**Problem statement:**
Write out every entry below word for word, leaving nothing out.

**Provided records:**
= = = =

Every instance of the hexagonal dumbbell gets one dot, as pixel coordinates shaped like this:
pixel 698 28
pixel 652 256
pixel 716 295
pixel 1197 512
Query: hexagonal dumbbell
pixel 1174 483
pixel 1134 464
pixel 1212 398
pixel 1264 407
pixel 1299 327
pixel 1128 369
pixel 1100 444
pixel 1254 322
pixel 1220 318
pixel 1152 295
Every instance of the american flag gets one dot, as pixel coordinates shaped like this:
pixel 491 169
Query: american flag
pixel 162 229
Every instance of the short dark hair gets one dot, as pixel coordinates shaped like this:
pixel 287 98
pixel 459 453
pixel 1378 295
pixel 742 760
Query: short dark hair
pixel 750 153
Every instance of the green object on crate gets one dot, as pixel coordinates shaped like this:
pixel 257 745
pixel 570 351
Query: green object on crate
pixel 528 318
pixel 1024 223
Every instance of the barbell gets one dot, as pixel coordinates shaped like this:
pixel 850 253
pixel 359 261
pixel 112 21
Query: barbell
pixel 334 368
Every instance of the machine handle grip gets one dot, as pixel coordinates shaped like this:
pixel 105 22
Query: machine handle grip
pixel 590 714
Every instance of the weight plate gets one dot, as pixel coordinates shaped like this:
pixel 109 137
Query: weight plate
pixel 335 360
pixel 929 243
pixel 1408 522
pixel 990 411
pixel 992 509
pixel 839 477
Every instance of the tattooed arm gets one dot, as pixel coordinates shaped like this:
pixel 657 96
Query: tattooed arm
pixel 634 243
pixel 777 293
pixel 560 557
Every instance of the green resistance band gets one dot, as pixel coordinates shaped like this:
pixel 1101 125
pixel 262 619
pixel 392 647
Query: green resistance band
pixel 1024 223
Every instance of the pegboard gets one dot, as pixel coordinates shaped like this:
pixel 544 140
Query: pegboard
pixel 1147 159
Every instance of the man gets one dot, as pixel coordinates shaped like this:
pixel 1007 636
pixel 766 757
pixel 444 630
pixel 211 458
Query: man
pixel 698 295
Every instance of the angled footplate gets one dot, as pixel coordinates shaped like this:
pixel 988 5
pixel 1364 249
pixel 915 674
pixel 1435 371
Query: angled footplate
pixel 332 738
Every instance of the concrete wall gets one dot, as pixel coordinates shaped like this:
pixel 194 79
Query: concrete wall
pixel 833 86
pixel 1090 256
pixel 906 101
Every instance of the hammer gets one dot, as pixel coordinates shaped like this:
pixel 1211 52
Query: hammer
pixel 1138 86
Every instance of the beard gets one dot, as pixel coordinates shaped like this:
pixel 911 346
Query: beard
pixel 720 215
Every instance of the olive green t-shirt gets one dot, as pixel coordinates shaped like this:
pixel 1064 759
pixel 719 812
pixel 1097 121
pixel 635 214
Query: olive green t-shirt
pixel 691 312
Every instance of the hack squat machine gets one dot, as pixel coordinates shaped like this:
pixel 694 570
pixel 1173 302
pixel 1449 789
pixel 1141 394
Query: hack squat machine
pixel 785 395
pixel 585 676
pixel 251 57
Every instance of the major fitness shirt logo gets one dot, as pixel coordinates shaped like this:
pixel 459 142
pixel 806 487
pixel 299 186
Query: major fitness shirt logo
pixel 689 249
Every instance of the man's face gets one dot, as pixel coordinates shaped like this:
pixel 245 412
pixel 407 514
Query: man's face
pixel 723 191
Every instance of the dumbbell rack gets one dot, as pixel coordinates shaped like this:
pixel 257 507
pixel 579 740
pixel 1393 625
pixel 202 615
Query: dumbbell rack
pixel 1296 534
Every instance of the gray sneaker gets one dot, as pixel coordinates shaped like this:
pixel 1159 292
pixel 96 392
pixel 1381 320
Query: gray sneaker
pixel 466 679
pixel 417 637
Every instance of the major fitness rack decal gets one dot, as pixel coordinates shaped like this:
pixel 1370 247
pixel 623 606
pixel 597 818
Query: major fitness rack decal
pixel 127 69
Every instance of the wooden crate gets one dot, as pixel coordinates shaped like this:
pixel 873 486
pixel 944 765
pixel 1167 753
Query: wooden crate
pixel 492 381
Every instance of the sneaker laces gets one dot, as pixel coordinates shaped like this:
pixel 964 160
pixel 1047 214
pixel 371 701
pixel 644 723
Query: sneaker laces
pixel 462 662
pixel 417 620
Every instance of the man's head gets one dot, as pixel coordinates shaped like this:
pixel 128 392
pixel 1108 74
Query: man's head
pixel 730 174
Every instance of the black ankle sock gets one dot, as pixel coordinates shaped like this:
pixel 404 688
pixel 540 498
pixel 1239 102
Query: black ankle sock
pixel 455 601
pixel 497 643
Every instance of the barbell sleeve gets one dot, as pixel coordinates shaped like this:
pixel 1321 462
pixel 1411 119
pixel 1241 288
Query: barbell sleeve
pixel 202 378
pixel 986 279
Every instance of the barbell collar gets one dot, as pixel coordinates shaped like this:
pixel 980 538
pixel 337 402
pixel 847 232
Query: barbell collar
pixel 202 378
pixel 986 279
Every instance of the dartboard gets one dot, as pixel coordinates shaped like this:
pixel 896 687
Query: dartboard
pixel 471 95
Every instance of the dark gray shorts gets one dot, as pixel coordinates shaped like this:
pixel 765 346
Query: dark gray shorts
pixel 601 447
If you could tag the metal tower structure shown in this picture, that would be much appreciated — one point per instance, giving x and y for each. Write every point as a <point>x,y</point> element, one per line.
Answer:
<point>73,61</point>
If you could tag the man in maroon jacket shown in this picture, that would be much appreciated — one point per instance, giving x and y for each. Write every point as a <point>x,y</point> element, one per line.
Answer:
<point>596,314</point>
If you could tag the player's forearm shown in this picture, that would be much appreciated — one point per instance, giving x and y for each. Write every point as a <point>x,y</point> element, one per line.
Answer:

= = = =

**Exercise solution:**
Every instance of the hexagonal dumbbell gets one dot, as pixel coordinates shaped like this:
pixel 698 28
pixel 652 256
pixel 716 295
pixel 1197 512
Query: hexagonal dumbbell
pixel 1174 483
pixel 1134 464
pixel 1212 398
pixel 1264 407
pixel 1299 327
pixel 1128 369
pixel 1100 444
pixel 1254 322
pixel 1220 318
pixel 1152 295
Every instance of the american flag gets one dot, as pixel coordinates shaped like this:
pixel 491 169
Query: american flag
pixel 162 229
Every instance of the short dark hair gets one dot, as pixel coordinates shaped like this:
pixel 287 98
pixel 459 453
pixel 1378 295
pixel 742 760
Query: short dark hair
pixel 750 153
Every instance of the green object on crate gets one dot, as pixel coordinates shaped like this:
pixel 257 745
pixel 570 351
Query: green object on crate
pixel 528 318
pixel 1024 223
Every instance of the barbell gets one dot, as pixel coordinates shaped like this:
pixel 850 253
pixel 359 261
pixel 112 21
Query: barbell
pixel 334 368
Every instance of the machine handle grip gets one dot, as pixel coordinates shaped like this:
pixel 105 22
Query: machine handle grip
pixel 590 714
Every instance of the weight plate gets one dot, as pixel coordinates shaped like this:
pixel 109 137
Query: weight plate
pixel 335 360
pixel 929 243
pixel 1408 522
pixel 990 411
pixel 992 509
pixel 839 477
Every instance of the tattooed arm gets one dot, as pixel coordinates shaped like this:
pixel 657 96
Query: tattooed arm
pixel 634 243
pixel 777 293
pixel 560 557
Every instance of the green resistance band gets one dot, as pixel coordinates shaped like this:
pixel 1101 125
pixel 262 619
pixel 392 647
Query: green resistance band
pixel 1024 223
Every instance of the pegboard gets one dot, as pixel coordinates shaped like this:
pixel 544 140
Query: pegboard
pixel 1147 159
Every instance of the man gets one dot, as pixel coordinates shaped like this:
pixel 1007 636
pixel 766 757
pixel 444 630
pixel 211 458
Query: man
pixel 698 295
Every instance of the angled footplate gets one dot, as pixel coordinates shaped like this:
pixel 988 5
pixel 1364 249
pixel 915 674
pixel 1435 371
Query: angled footplate
pixel 332 738
Every instance of the concrete wall gets one dot, as pixel coordinates shaped like this:
pixel 194 79
Query: concrete wall
pixel 833 86
pixel 1090 256
pixel 906 101
Every instance of the hammer gets one dot, as pixel coordinates shaped like this:
pixel 1211 52
Query: hammer
pixel 1138 86
Every instance of the beard gets one dot, as pixel coordinates shaped like this:
pixel 911 346
Query: beard
pixel 720 215
Every instance of the olive green t-shirt gets one dot, as pixel coordinates shaped like this:
pixel 1064 759
pixel 719 812
pixel 1097 121
pixel 635 214
Query: olive green t-shirt
pixel 691 312
Every instance of the hack squat machine gets one dot, as pixel coordinates shaped like this:
pixel 694 570
pixel 1173 302
pixel 1449 789
pixel 1141 394
Query: hack squat machine
pixel 785 395
pixel 585 676
pixel 251 57
Every instance of the major fitness shirt logo gets one dot, as pixel coordinates shaped like this:
pixel 459 142
pixel 806 487
pixel 299 186
Query: major fitness shirt logo
pixel 689 249
Every instance of the man's face gets one dot, as pixel coordinates shaped like this:
pixel 245 412
pixel 407 514
Query: man's face
pixel 723 191
Every instance of the dumbbell rack gets one dot, as pixel coordinates shaped like this:
pixel 257 507
pixel 579 740
pixel 1393 625
pixel 202 615
Query: dumbbell rack
pixel 1296 534
Every instance of the gray sneaker gets one dot, as pixel coordinates shaped like this:
pixel 1159 292
pixel 96 392
pixel 1381 320
Query: gray sneaker
pixel 466 679
pixel 417 637
Every instance of the major fitness rack decal gets one dot, as pixel coordinates shaped like this:
pixel 1370 247
pixel 623 606
pixel 597 818
Query: major fitness rack decal
pixel 127 69
Every instance of the wooden crate gets one dot, as pixel coordinates shaped like this:
pixel 873 486
pixel 944 765
pixel 1167 753
Query: wooden crate
pixel 492 381
Every instance of the sneaker laces gets one dot, as pixel coordinates shaped like this:
pixel 964 160
pixel 1047 214
pixel 371 701
pixel 644 723
Query: sneaker laces
pixel 462 662
pixel 417 620
Every instance of the man's head gets one dot, as pixel coordinates shaped like this:
pixel 128 392
pixel 1108 74
Query: man's head
pixel 730 174
Every instance of the black ankle sock gets one dot, as pixel coordinates shaped like this:
pixel 404 688
pixel 540 498
pixel 1239 102
Query: black ankle sock
pixel 455 601
pixel 497 643
Every instance of the barbell sleeve gets one dot, as pixel coordinates shaped like this:
pixel 1321 462
pixel 1411 119
pixel 1241 288
Query: barbell sleeve
pixel 202 378
pixel 986 279
Every instance of the barbell collar gets one dot, as pixel coordinates shaped like this:
pixel 980 538
pixel 337 402
pixel 847 232
Query: barbell collar
pixel 202 378
pixel 986 279
Every instance of the dartboard gets one dot, as pixel coordinates shaped like this:
pixel 896 687
Query: dartboard
pixel 471 95
Every instance of the dark gray shorts gets one dot, as pixel coordinates shaped like this:
pixel 765 346
Query: dark gray shorts
pixel 601 447
If you could tag the metal tower structure shown in this picture, that would be much appreciated — one point per instance, giving x and y for each. Write every point as a <point>x,y</point> element, one per line.
Answer:
<point>73,61</point>
If you could tag the man in maroon jacket shown in this picture, that would be much appreciated — one point per instance, giving x and y for each. Write every point as a <point>x,y</point> element, one per line.
Answer:
<point>596,314</point>
If you could tag the player's forearm shown in this picture, that would be much appreciated — one point per instance, giving x and y for each. Write every point as a <point>x,y</point> element, one per line.
Answer:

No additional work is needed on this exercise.